(Data extracted from a collection)
════
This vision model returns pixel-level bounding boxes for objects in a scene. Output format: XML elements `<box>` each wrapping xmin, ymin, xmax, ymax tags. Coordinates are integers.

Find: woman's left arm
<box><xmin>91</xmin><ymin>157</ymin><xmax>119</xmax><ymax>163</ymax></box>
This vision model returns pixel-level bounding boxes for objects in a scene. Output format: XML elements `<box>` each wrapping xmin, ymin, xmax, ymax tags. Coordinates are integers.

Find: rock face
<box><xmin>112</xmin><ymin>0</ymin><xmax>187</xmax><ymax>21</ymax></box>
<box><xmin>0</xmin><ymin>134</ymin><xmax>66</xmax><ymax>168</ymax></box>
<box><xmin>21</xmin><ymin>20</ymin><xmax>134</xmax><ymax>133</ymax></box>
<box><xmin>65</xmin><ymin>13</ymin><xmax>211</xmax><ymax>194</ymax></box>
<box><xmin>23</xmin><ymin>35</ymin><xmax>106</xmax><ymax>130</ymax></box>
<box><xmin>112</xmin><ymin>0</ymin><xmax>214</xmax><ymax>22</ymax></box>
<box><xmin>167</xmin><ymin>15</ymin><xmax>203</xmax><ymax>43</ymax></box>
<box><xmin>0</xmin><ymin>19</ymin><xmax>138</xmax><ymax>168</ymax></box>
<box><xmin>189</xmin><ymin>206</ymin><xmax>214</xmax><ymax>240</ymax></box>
════
WORK REQUEST:
Write out each record exactly, without addition or omission.

OUTPUT OF THE TASK:
This vision model returns pixel-level bounding boxes for objects in a scene. Output format: XML elements `<box>` each wrapping xmin, ymin, xmax, ymax tags. Coordinates are integers.

Find: woman's left arm
<box><xmin>91</xmin><ymin>157</ymin><xmax>119</xmax><ymax>163</ymax></box>
This vision model returns pixel-level bounding boxes for objects in a scene. Output format: XML elements `<box>` each wrapping xmin, ymin, xmax, ymax tags. Coordinates are integers.

Find: rock face
<box><xmin>112</xmin><ymin>0</ymin><xmax>187</xmax><ymax>21</ymax></box>
<box><xmin>0</xmin><ymin>134</ymin><xmax>66</xmax><ymax>168</ymax></box>
<box><xmin>21</xmin><ymin>20</ymin><xmax>134</xmax><ymax>133</ymax></box>
<box><xmin>65</xmin><ymin>13</ymin><xmax>211</xmax><ymax>194</ymax></box>
<box><xmin>23</xmin><ymin>35</ymin><xmax>106</xmax><ymax>130</ymax></box>
<box><xmin>112</xmin><ymin>0</ymin><xmax>214</xmax><ymax>22</ymax></box>
<box><xmin>167</xmin><ymin>15</ymin><xmax>203</xmax><ymax>43</ymax></box>
<box><xmin>0</xmin><ymin>19</ymin><xmax>138</xmax><ymax>168</ymax></box>
<box><xmin>189</xmin><ymin>206</ymin><xmax>214</xmax><ymax>240</ymax></box>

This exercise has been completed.